* What the task requires
Count how many rows contain the string "black", and reply with the number alone.

* Records shown
===============
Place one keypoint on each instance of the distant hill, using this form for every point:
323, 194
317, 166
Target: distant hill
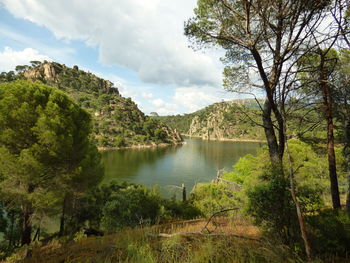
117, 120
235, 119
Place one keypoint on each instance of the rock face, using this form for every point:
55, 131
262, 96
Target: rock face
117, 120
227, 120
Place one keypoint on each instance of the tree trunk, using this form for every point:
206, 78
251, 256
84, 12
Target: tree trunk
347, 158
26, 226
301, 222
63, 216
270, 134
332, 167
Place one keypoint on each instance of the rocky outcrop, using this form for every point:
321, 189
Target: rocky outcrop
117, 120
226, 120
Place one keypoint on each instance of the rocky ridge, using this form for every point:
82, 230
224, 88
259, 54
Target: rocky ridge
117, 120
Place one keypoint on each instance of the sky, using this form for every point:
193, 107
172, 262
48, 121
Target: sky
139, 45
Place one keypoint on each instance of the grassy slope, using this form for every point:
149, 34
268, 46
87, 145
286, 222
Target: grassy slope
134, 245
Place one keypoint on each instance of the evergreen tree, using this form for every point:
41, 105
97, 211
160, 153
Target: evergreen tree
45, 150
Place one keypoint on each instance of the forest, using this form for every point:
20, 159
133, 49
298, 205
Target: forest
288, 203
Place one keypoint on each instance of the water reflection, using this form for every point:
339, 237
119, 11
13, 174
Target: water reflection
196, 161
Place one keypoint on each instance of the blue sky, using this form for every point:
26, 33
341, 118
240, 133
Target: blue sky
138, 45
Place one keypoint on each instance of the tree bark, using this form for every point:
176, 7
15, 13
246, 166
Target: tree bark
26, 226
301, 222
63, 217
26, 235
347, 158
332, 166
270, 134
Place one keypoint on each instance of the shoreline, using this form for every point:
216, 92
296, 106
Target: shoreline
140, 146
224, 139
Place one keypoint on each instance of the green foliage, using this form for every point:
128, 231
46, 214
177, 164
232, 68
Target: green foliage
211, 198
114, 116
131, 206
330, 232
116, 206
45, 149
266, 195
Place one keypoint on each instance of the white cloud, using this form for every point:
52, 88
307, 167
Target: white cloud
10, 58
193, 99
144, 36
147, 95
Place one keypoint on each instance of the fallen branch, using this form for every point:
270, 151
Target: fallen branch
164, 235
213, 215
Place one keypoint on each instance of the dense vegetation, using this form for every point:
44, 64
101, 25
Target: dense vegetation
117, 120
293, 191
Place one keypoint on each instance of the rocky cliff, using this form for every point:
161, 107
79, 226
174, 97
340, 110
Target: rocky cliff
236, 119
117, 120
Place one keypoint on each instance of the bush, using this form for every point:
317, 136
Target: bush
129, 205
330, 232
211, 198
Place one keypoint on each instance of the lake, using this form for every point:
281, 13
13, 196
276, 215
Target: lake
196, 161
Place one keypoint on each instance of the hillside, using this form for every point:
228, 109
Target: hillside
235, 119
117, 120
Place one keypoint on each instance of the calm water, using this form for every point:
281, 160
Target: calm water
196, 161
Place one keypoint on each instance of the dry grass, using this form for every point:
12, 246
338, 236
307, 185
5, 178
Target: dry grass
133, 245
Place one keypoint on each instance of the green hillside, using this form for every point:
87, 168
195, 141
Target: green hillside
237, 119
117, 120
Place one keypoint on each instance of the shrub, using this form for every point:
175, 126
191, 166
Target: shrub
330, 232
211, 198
===============
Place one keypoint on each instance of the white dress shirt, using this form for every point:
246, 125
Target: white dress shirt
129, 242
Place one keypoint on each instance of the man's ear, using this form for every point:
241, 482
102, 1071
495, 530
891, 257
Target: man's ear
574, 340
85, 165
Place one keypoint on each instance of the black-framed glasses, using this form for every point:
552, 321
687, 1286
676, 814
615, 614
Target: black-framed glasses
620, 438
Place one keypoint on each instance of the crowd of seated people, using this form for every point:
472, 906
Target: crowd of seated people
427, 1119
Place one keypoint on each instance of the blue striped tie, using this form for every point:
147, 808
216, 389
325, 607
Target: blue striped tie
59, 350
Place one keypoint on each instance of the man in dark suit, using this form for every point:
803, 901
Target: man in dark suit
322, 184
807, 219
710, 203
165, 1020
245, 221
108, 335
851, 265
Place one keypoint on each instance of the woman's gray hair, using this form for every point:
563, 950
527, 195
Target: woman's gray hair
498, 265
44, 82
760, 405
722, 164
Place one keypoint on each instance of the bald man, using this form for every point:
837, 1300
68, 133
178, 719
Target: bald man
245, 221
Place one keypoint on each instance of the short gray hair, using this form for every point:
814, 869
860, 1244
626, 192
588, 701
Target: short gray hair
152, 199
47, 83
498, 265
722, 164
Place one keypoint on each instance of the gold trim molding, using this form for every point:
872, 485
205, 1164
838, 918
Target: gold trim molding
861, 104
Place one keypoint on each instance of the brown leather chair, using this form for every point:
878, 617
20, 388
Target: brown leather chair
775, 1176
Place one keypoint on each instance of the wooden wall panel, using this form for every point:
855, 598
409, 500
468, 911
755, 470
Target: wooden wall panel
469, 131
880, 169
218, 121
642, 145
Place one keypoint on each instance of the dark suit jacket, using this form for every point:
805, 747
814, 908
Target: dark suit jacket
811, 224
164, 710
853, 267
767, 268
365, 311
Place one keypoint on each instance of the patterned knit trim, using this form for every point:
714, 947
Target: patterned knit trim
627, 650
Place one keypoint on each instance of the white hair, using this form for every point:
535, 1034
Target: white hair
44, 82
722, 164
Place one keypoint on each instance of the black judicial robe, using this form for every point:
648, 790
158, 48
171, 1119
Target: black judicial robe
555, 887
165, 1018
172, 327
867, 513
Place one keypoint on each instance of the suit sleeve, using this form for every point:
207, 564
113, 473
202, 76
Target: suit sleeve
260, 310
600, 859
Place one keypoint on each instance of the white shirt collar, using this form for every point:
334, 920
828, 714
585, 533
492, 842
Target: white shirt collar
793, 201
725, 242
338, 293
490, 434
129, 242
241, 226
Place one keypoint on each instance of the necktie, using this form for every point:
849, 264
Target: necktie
===============
* Result of the task
4